-- Aufgabe A --
Schreibe den Abschnitt des Interviews von „Tobias: Auf jeden“ bis „man einfach durch.“ erneut ab und ersetze darin „Promoter“ durch „Veranstalter“.
-- Aufgabe B --
Warum brauchen Across The Atlantic laut dem Interview nach zwei Spieltagen zwei Off-Days?
***** Vorliegender Text
Tobias Rische von Alazka: "Es ist unfassbar, was dein Kopf mit deinem Körper macht."
10.12.2017 | Ole Lange
AdW: Wie verlief für euch die Tour mit Imminence und Across The Atlantic?
Tobias: Megakrass, wenn man sieht, was in zwei Wochen auch für Freundschaften entstehen und man fast jeden Tag einen geilen Abend hatte. Es ist ja nicht so geplant gewesen, aber da wir alle von einem Label sind, hat sich das angeboten. Across The Atlantic sind ja auch zum ersten Mal in Europa und heizen immer saustark ein.
AdW: Dann muss das ja für die Jungs echter Luxus sein, in Deutschland zu touren.
Tobias: Auf jeden Fall. Wenn man von Bands hört, was die teilweise geboten kriegen, ist man echt geplättet. Wir sehen das halt als selbstverständlich an, gastfreundlich zu sein. Das ganze Care-Taking hast du in Amerika nicht. Dort interessieren sich Promoter gar nicht für die Bands. Da gibt es kein Essen, wenn man ankommt. Zudem kommen diese Killer-Fahrten. Across The Atlantic meinten auch, dass die mal nur zwei Tage spielen und dann halt zwei Off-Days brauchen, weil die Wege einfach zu weit sind. Ich meine, wir sind von Dortmund nach Cardiff und dann in die Niederlande immer nachts durchgefahren. Das geht schon an die Knochen, aber is' halt Tour. Klar, Luxus ist immer geiler, aber da muss man einfach durch.
**********
***** Datenteil
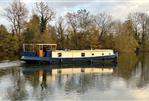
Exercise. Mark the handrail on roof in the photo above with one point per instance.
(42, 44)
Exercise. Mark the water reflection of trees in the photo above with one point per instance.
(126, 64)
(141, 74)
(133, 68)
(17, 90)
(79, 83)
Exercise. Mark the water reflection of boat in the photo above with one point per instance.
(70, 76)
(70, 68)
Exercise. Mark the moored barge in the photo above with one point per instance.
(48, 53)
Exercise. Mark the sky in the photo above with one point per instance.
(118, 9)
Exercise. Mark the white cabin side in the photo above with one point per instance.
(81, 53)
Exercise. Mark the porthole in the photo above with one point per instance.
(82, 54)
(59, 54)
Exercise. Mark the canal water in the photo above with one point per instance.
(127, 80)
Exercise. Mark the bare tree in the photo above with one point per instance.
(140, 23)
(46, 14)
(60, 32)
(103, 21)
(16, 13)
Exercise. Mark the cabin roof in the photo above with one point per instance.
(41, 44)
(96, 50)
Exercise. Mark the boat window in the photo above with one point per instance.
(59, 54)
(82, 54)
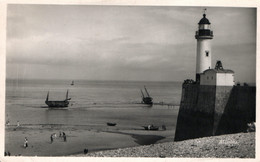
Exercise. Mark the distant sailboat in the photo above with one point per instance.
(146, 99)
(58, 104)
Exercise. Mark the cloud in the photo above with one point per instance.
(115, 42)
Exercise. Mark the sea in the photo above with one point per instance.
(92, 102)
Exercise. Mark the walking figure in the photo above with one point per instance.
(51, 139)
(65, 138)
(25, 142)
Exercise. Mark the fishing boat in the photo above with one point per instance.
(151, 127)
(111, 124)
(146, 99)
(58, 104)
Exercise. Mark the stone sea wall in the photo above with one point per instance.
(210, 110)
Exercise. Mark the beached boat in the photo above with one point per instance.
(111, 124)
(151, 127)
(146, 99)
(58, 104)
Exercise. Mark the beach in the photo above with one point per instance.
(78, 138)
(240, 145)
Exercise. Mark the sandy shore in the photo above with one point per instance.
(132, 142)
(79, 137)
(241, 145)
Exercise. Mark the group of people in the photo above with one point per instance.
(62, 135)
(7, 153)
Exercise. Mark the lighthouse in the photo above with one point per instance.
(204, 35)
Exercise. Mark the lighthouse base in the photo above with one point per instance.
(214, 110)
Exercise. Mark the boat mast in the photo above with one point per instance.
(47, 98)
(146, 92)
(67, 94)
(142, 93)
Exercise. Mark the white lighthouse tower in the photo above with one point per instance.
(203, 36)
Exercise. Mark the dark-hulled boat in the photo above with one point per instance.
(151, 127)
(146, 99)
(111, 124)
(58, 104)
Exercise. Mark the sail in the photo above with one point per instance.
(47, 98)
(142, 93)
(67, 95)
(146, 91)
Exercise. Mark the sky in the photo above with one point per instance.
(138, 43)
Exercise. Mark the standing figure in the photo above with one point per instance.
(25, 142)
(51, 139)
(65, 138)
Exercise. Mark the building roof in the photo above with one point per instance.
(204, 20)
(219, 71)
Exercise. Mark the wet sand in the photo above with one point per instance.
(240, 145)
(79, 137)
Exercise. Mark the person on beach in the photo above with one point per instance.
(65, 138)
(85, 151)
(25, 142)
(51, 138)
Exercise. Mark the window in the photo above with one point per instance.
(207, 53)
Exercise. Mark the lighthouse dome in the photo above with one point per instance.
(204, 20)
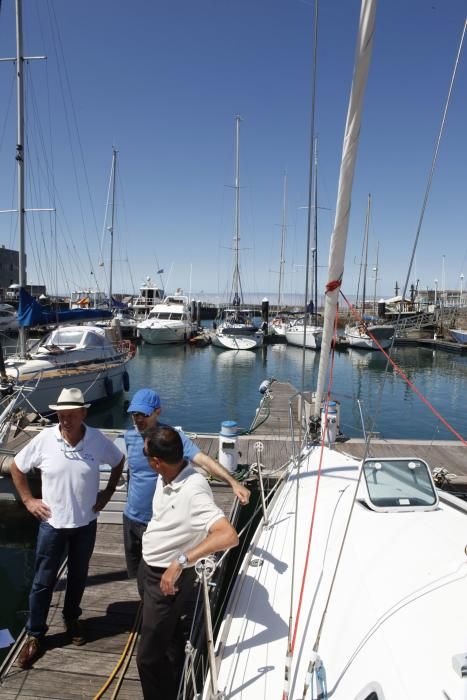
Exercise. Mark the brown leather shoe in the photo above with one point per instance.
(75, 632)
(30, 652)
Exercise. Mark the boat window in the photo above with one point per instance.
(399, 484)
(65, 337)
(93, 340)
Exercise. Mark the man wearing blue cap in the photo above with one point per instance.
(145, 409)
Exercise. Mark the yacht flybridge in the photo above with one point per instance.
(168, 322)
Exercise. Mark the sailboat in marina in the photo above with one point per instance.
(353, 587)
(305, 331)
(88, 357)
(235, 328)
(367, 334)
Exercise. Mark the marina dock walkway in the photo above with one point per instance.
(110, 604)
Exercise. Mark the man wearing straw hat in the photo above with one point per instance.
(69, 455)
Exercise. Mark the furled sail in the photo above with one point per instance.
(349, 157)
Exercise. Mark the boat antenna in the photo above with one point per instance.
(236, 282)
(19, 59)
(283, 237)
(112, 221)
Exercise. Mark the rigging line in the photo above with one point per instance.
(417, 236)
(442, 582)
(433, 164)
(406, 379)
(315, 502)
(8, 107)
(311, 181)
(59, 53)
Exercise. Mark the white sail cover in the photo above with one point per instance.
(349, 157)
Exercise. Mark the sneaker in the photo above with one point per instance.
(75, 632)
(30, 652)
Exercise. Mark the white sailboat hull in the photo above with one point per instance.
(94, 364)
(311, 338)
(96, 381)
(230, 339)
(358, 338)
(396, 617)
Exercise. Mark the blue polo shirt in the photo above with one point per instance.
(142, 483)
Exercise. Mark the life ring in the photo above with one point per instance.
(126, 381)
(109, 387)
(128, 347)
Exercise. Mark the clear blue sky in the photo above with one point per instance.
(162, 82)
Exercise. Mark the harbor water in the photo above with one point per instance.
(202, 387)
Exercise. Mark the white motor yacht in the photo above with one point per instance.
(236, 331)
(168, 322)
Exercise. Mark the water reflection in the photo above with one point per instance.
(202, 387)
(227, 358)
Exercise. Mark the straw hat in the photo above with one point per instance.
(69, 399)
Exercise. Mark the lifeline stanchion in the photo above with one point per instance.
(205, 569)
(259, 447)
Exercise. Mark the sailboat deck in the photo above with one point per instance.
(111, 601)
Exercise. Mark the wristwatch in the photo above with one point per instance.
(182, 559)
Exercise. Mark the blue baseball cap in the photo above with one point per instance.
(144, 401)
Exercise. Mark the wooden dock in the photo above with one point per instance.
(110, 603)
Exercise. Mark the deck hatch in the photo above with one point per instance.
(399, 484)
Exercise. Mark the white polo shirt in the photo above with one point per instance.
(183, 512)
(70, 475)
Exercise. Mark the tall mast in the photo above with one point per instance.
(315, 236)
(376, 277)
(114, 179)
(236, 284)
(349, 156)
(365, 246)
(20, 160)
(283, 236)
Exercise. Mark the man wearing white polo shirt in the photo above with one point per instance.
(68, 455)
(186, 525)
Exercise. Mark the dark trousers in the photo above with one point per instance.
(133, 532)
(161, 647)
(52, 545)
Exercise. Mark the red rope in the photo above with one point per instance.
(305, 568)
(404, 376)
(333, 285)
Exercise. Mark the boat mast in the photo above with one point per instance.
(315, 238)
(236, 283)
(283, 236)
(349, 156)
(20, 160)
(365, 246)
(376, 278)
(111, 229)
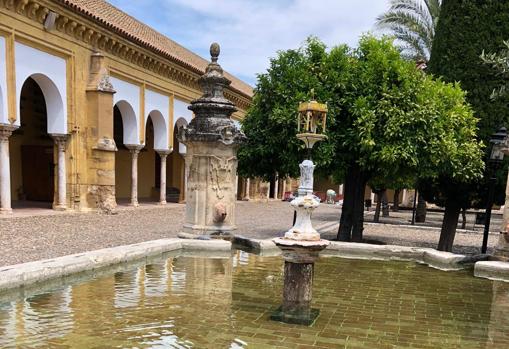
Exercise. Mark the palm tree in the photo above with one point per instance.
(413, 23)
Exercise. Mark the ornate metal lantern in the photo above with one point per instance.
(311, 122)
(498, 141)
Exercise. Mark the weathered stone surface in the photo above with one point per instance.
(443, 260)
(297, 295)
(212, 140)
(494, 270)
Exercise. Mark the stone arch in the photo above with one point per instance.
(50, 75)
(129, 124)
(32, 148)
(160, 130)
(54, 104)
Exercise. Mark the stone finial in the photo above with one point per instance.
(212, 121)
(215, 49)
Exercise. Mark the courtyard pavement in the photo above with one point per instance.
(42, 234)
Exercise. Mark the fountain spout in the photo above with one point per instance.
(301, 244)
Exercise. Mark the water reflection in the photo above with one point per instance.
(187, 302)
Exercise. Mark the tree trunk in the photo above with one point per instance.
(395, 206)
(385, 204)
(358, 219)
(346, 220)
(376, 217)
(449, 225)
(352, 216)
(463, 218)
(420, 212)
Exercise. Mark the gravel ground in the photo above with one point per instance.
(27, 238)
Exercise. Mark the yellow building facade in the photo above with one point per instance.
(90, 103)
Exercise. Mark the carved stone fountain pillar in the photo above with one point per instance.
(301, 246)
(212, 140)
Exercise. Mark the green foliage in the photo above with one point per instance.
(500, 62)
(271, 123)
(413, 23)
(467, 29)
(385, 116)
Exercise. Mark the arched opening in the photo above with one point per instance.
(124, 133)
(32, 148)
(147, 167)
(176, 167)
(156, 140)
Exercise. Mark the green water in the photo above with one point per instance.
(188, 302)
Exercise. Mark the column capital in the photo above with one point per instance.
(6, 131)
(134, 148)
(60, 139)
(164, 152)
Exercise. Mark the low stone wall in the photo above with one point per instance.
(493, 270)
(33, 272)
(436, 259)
**********
-- Lösung A --
Tobias: Auf jeden Fall. Wenn man von Bands hört, was die teilweise geboten kriegen, ist man echt geplättet. Wir sehen das halt als selbstverständlich an, gastfreundlich zu sein. Das ganze Care-Taking hast du in Amerika nicht. Dort interessieren sich Veranstalter gar nicht für die Bands. Da gibt es kein Essen, wenn man ankommt. Zudem kommen diese Killer-Fahrten. Across The Atlantic meinten auch, dass die mal nur zwei Tage spielen und dann halt zwei Off-Days brauchen, weil die Wege einfach zu weit sind. Ich meine, wir sind von Dortmund nach Cardiff und dann in die Niederlande immer nachts durchgefahren. Das geht schon an die Knochen, aber is' halt Tour. Klar, Luxus ist immer geiler, aber da muss man einfach durch.

-- Lösung B --
Weil die Wege einfach zu weit sind.